►
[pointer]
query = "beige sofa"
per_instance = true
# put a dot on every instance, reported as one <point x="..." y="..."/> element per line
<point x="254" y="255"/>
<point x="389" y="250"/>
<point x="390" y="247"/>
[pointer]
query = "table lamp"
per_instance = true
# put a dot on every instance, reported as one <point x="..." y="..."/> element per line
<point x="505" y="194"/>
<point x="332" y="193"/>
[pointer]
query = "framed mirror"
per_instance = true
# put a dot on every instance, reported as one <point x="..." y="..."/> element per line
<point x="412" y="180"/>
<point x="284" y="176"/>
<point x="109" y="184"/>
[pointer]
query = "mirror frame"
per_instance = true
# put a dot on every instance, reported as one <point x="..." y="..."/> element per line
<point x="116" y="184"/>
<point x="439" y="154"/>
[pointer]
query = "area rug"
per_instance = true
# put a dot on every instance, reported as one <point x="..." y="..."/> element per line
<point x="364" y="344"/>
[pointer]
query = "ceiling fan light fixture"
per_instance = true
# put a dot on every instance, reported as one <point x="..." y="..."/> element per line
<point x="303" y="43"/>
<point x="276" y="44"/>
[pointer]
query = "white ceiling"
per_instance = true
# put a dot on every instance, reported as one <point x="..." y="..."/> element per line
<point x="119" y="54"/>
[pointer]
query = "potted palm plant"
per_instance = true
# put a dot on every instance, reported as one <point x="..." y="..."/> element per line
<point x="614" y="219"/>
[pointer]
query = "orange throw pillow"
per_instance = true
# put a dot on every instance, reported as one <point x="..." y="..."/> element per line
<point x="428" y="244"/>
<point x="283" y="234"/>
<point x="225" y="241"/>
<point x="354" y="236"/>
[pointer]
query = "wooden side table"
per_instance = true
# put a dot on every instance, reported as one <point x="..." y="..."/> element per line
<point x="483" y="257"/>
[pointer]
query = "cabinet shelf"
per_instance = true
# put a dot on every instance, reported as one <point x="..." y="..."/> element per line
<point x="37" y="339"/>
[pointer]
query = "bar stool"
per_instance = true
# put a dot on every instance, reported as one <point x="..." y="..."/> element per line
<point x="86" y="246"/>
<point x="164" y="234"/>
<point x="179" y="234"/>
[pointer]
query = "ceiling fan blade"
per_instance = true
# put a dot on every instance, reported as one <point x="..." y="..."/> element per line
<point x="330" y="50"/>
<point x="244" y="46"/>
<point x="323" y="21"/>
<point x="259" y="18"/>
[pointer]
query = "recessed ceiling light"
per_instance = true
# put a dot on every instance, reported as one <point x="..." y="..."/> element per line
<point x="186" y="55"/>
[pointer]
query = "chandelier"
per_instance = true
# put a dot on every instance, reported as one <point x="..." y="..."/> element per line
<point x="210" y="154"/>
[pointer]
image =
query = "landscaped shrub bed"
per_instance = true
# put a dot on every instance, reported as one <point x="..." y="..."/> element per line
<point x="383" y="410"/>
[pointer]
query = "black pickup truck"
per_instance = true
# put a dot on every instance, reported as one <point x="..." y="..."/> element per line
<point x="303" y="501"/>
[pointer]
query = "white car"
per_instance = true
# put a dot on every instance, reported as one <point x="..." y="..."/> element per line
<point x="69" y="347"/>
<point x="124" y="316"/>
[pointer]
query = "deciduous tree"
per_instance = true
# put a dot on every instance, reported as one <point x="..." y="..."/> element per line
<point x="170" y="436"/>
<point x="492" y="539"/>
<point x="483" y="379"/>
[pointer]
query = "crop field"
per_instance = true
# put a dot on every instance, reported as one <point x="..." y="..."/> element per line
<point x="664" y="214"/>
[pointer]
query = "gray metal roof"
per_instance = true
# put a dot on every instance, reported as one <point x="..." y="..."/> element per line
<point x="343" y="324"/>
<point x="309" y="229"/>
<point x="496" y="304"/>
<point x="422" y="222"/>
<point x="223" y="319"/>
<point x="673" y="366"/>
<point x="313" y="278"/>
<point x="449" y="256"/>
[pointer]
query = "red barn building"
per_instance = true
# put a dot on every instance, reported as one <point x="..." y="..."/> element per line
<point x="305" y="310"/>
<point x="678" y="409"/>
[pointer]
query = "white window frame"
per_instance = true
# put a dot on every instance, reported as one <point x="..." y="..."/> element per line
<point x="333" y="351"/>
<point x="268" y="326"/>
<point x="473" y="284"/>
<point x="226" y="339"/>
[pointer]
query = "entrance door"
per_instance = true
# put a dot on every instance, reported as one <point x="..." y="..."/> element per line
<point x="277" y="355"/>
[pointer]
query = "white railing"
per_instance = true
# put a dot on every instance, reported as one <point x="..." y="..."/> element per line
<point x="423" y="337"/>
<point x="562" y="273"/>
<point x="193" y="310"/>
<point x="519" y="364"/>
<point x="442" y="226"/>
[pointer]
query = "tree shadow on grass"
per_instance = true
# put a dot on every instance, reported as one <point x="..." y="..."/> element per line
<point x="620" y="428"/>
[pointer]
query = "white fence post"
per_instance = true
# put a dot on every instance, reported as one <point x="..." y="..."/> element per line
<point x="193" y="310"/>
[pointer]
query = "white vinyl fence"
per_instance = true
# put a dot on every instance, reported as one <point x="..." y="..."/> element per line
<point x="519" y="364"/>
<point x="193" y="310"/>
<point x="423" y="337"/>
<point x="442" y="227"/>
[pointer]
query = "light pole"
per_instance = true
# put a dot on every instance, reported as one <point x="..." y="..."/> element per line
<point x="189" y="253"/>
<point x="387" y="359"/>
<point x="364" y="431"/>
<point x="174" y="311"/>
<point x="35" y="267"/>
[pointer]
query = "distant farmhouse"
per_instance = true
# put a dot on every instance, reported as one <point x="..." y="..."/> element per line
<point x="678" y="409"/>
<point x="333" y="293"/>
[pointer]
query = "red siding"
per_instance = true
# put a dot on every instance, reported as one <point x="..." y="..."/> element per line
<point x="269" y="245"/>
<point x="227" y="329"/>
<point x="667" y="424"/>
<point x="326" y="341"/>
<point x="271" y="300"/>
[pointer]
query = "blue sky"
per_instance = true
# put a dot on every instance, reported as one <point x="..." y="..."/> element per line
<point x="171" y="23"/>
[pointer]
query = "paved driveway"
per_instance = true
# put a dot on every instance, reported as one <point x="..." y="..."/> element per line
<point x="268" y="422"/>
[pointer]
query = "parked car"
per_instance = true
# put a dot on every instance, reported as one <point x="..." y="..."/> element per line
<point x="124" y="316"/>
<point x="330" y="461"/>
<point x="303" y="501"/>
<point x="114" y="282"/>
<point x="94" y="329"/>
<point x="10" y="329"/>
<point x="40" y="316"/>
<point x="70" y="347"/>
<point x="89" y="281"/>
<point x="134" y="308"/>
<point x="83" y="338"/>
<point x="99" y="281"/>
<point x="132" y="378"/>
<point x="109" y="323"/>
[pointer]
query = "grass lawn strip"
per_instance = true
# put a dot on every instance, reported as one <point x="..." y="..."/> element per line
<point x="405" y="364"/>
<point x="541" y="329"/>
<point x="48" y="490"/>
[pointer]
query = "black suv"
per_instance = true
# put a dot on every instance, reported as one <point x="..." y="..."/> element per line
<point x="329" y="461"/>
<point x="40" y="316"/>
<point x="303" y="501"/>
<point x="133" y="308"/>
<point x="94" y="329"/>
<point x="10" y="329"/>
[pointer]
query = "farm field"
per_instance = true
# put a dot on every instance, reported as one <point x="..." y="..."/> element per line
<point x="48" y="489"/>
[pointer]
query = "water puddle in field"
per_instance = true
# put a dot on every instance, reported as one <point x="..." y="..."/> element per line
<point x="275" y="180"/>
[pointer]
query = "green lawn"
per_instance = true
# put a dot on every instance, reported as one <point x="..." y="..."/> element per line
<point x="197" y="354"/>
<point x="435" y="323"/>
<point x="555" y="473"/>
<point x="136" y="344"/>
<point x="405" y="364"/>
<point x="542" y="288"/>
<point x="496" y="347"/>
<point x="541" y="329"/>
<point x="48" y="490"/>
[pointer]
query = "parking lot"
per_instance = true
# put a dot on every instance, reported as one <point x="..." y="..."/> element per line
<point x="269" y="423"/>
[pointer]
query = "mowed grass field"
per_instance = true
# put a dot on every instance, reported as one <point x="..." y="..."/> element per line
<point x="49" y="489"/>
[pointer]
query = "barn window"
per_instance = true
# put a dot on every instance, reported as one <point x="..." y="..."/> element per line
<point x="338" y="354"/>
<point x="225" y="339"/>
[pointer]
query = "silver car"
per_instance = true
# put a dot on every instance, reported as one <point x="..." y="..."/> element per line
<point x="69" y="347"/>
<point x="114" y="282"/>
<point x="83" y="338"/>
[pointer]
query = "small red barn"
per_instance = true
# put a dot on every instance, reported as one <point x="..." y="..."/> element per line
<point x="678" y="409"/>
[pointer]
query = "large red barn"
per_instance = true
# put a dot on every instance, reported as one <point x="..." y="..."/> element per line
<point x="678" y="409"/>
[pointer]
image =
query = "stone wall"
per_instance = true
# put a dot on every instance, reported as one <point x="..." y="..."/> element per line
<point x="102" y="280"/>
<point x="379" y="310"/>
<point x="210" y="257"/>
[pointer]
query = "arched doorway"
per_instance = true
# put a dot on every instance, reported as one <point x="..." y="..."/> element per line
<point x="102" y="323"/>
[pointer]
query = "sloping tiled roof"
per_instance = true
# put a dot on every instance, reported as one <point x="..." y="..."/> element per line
◄
__TASK__: Return the number of lines in the material holding the string "white", and no other text.

__ANSWER SECTION__: 6